Explaining the Joker’s Minimal But Crucial Role in Birds of Prey

3 minute read

Harley Quinn gets her own supervillain spinoff with Birds of Prey (And the Fantabulous Emancipation of One Harley Quinn). But her longtime paramour, the Joker, doesn’t join her onscreen for the movie. The two break up in the opening minutes. Harley (Margot Robbie, reprising her Suicide Squad role) talks about “Mr. J” a lot. And he taunts her in a voiceover. But he never actually appears in the flesh.

That may come as a surprise to longtime DC Comics fans. Harley Quinn has long been entangled in a toxic relationship with the Joker, in the Batman TV series, comics and video games. And the two were thick as thieves in David Ayer’s 2016 supervillain movie Suicide Squad.

But that version of the Joker left a lot to be desired. Leto hyped the appearance for months before the film’s debut, telling reporters he sent dead rodents and used condoms to his costars’ trailers to get into character. But in the end, the Joker was largely cut out of the final edit of the film. The few scenes he was in lacked subtlety, to say the least: The guy had “damaged” tattooed across his forehead, just in case you forgot that he is bad. A fan favorite, he was not. So perhaps it’s not shocking that he was not asked to appear in Birds of Prey.

But the Joker and Harley Quinn’s relationship in Suicide Squad — and across the DC canon — also feels rather problematic in the post-#MeToo era. Joker is physically and emotionally abusive towards Harley. He once quipped in the popular Batman video game Arkham Knight that “slapping around Harley” was his “hobby.” Considering that Birds of Prey is being billed as a film about female empowerment, there was simply no place for the Joker in Harley’s ongoing story.

Birds of Prey
(L-r) Margot Robbie as Harley Quinn, Chris Messina as Victor Zsasz and Ewan McGregor as Roman Sionis in 'Birds of Prey (And The Fantabulous Emancipation of Harley Quinn.'Claudette Barius—Warner Bros.

That said, Birds of Prey’s plot does revolve, at least nominally, around the Joker. The film is subtitled “The Fantabulous Emancipation of One Harley Quinn” for a reason. The movie replays old breakup cliches: Harley cuts her hair, eats ice cream straight from the carton and adopts a pet hyena so she won’t get lonely. She has to learn to be her own villain, outside of the Joker’s reach and no longer under his protection.

Even as Harley faces off against another villain, Ewan McGregor’s Roman Sionis — one who likes cutting off people’s faces for kicks — she still hears threats in the voice of the Joker. She hears the Joker telling her she’s no good. Her past haunts her. Hopefully the Birds of Prey sequel — if Warner Bros. greenlights such a project — will see Harley truly and finally free of that man, his voice included.

» WORK INSTRUCTION A: List the old breakup cliches that the Birds of Prey article says Harley acts out in the movie.
» WORK INSTRUCTION B: Retype the part of the Birds of Prey article starting at "Explaining the Joker’s" and ending at "movie Suicide Squad.".
The lines that come next are separate material and are not part of the Birds of Prey article.

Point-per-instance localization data
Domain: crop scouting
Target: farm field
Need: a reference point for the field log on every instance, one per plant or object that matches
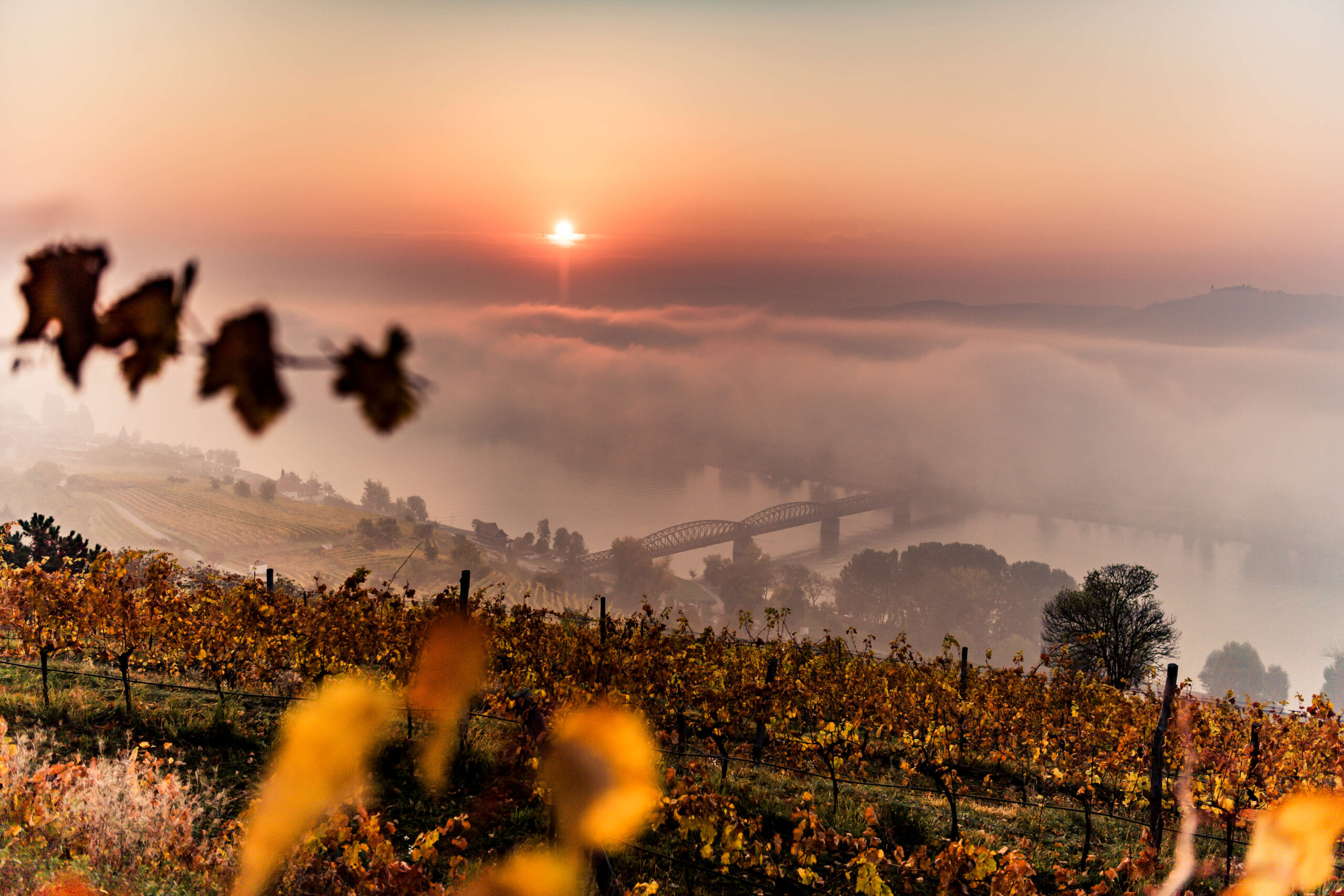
(299, 539)
(899, 769)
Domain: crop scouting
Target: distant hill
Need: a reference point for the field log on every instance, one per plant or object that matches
(1233, 316)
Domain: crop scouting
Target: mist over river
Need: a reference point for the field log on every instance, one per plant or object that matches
(1218, 590)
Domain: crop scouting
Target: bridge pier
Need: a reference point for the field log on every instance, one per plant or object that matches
(830, 536)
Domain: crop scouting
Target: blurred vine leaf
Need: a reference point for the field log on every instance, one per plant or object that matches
(62, 285)
(244, 359)
(323, 761)
(1292, 846)
(603, 777)
(147, 318)
(385, 393)
(531, 872)
(450, 667)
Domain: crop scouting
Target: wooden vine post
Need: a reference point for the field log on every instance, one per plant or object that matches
(1156, 762)
(961, 719)
(464, 589)
(759, 747)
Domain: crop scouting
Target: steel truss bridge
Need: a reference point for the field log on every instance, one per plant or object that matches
(702, 534)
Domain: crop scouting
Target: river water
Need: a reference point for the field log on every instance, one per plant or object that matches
(1209, 586)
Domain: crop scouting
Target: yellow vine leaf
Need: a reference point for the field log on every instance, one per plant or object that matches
(1292, 847)
(448, 669)
(68, 886)
(603, 777)
(323, 761)
(531, 872)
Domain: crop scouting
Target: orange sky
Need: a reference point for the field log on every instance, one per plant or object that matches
(853, 154)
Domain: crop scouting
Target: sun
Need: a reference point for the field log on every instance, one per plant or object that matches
(563, 234)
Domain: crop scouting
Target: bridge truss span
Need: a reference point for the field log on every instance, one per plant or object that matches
(702, 534)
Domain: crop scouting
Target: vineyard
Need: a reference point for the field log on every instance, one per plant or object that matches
(790, 766)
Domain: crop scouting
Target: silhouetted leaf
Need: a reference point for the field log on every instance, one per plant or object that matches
(386, 395)
(244, 359)
(62, 285)
(148, 318)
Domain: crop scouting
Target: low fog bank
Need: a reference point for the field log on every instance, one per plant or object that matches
(1227, 442)
(1220, 458)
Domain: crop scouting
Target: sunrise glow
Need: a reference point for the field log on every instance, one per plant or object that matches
(563, 234)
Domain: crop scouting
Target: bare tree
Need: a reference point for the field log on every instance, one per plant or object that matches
(1113, 625)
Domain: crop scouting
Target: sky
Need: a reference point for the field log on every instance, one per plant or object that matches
(795, 155)
(743, 172)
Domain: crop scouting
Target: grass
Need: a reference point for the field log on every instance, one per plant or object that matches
(227, 743)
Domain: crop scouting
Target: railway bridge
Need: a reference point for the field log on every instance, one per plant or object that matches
(702, 534)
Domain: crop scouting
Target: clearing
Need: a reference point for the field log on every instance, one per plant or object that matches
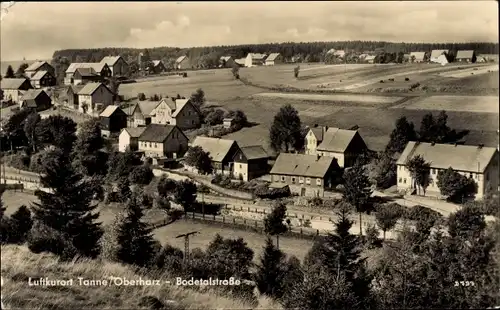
(478, 104)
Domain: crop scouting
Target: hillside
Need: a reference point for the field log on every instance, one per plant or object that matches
(18, 264)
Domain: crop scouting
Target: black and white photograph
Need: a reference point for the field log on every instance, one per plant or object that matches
(312, 155)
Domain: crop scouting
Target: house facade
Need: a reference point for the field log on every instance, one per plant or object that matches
(163, 141)
(43, 79)
(129, 138)
(14, 88)
(180, 112)
(112, 120)
(93, 97)
(117, 65)
(250, 162)
(305, 175)
(344, 145)
(39, 66)
(475, 162)
(221, 152)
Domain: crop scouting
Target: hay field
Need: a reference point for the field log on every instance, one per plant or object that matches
(478, 104)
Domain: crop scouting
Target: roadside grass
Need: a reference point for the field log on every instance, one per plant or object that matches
(18, 264)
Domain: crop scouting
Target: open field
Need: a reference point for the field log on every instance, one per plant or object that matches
(479, 104)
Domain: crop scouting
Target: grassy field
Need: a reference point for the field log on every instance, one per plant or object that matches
(18, 264)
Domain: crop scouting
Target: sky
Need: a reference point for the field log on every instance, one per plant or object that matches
(34, 30)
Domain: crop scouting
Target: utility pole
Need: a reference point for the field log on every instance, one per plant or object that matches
(186, 243)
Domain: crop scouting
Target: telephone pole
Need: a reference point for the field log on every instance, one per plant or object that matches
(186, 243)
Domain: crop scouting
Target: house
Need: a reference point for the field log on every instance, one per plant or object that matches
(221, 151)
(466, 56)
(476, 162)
(37, 66)
(250, 162)
(14, 88)
(436, 53)
(157, 67)
(36, 99)
(129, 138)
(305, 175)
(163, 141)
(182, 63)
(93, 97)
(226, 62)
(345, 145)
(181, 112)
(72, 96)
(417, 56)
(113, 120)
(118, 65)
(101, 69)
(43, 79)
(274, 59)
(255, 59)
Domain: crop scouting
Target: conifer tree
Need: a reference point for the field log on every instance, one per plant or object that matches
(67, 207)
(135, 240)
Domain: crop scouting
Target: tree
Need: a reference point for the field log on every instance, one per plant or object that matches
(135, 239)
(30, 124)
(9, 74)
(198, 97)
(198, 158)
(141, 175)
(20, 225)
(21, 70)
(420, 172)
(67, 207)
(400, 136)
(274, 223)
(185, 194)
(270, 274)
(387, 217)
(455, 185)
(357, 190)
(286, 130)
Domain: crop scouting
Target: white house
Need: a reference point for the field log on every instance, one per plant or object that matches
(94, 97)
(476, 162)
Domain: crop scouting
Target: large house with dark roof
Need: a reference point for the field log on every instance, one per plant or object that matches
(36, 99)
(93, 97)
(163, 141)
(345, 145)
(305, 175)
(221, 152)
(37, 66)
(250, 162)
(14, 88)
(476, 162)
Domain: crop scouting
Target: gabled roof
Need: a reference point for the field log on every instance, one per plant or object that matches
(216, 147)
(110, 60)
(418, 55)
(272, 56)
(459, 157)
(90, 88)
(134, 132)
(110, 109)
(254, 152)
(156, 133)
(336, 140)
(36, 65)
(180, 59)
(7, 83)
(437, 53)
(39, 75)
(302, 165)
(464, 54)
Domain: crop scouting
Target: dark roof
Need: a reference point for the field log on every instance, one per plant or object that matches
(156, 133)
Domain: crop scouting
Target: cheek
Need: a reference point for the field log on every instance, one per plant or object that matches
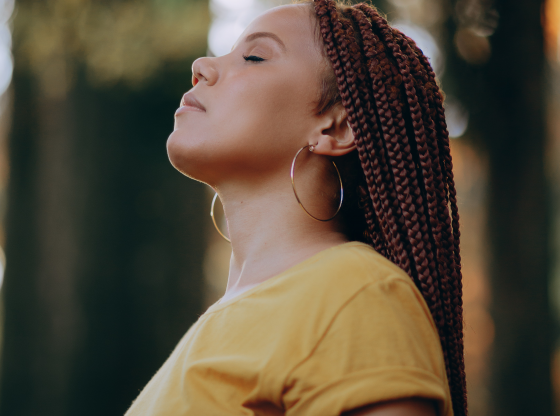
(250, 128)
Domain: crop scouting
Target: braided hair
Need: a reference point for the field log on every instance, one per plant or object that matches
(404, 188)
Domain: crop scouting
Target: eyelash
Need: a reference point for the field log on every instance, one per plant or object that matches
(253, 58)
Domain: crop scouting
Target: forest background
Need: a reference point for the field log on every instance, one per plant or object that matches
(110, 255)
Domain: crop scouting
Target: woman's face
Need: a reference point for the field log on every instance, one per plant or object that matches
(259, 102)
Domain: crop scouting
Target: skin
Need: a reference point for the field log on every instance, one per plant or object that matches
(257, 116)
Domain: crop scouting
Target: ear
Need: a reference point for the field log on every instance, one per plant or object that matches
(334, 136)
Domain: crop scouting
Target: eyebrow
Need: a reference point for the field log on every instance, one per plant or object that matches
(258, 35)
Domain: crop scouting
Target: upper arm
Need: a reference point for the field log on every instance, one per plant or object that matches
(408, 407)
(381, 347)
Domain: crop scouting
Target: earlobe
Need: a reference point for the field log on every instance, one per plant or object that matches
(337, 139)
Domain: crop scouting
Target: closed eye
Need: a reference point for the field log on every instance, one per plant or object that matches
(253, 58)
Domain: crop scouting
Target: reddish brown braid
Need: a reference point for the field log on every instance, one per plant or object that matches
(395, 110)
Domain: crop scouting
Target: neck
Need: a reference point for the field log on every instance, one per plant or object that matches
(270, 233)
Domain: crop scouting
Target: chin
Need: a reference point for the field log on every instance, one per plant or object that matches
(186, 159)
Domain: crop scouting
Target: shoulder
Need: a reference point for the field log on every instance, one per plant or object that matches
(343, 271)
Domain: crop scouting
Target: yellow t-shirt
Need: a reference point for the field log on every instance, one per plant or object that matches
(343, 329)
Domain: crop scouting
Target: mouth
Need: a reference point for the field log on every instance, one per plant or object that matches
(190, 103)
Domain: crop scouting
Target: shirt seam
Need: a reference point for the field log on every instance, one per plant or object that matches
(338, 312)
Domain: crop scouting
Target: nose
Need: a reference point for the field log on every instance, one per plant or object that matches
(204, 69)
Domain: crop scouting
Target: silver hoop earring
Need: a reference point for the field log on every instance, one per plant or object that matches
(214, 219)
(292, 174)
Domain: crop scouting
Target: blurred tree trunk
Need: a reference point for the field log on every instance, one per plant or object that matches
(506, 98)
(104, 244)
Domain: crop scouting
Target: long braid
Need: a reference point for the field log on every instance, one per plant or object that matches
(395, 110)
(443, 211)
(453, 228)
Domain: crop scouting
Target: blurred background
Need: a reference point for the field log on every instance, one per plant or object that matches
(110, 254)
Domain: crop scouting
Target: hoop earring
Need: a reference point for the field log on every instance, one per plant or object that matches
(214, 219)
(292, 171)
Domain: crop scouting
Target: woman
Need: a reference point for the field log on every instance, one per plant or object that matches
(350, 309)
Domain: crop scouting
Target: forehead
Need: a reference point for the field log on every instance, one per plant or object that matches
(293, 24)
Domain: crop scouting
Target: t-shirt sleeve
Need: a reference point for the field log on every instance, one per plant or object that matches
(381, 345)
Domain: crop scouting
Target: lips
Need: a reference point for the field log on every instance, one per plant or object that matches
(190, 101)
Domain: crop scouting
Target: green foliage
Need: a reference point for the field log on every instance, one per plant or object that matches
(115, 41)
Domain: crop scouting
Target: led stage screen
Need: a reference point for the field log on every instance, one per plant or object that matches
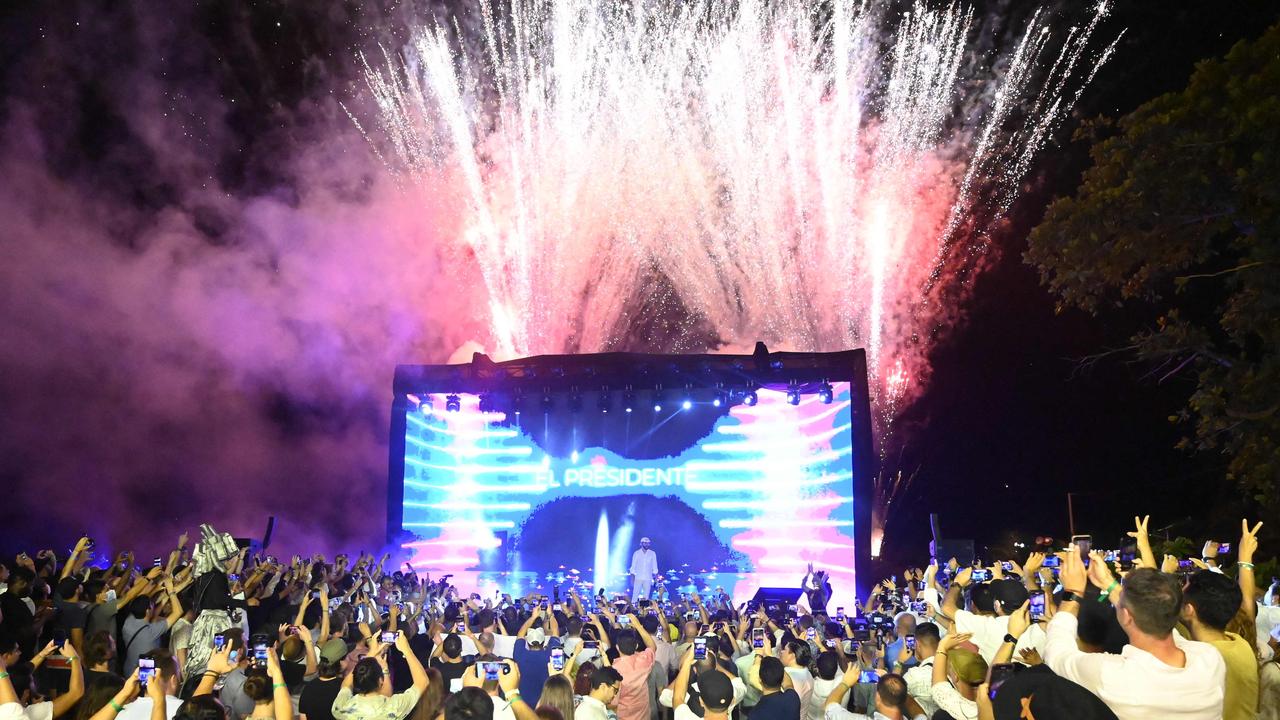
(736, 497)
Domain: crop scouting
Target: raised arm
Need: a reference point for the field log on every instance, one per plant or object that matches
(1244, 568)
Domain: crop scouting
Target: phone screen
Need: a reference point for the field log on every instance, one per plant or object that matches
(1036, 605)
(999, 674)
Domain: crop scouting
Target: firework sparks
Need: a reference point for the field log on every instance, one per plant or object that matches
(796, 180)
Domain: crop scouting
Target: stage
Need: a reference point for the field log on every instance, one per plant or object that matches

» RESPONSE A:
- Cutting her hair
- Eating ice cream straight from the carton
- Adopting a pet hyena so she won't get lonely

» RESPONSE B:
Explaining the Joker’s Minimal But Crucial Role in Birds of Prey

3 minute read

Harley Quinn gets her own supervillain spinoff with Birds of Prey (And the Fantabulous Emancipation of One Harley Quinn). But her longtime paramour, the Joker, doesn’t join her onscreen for the movie. The two break up in the opening minutes. Harley (Margot Robbie, reprising her Suicide Squad role) talks about “Mr. J” a lot. And he taunts her in a voiceover. But he never actually appears in the flesh.

That may come as a surprise to longtime DC Comics fans. Harley Quinn has long been entangled in a toxic relationship with the Joker, in the Batman TV series, comics and video games. And the two were thick as thieves in David Ayer’s 2016 supervillain movie Suicide Squad.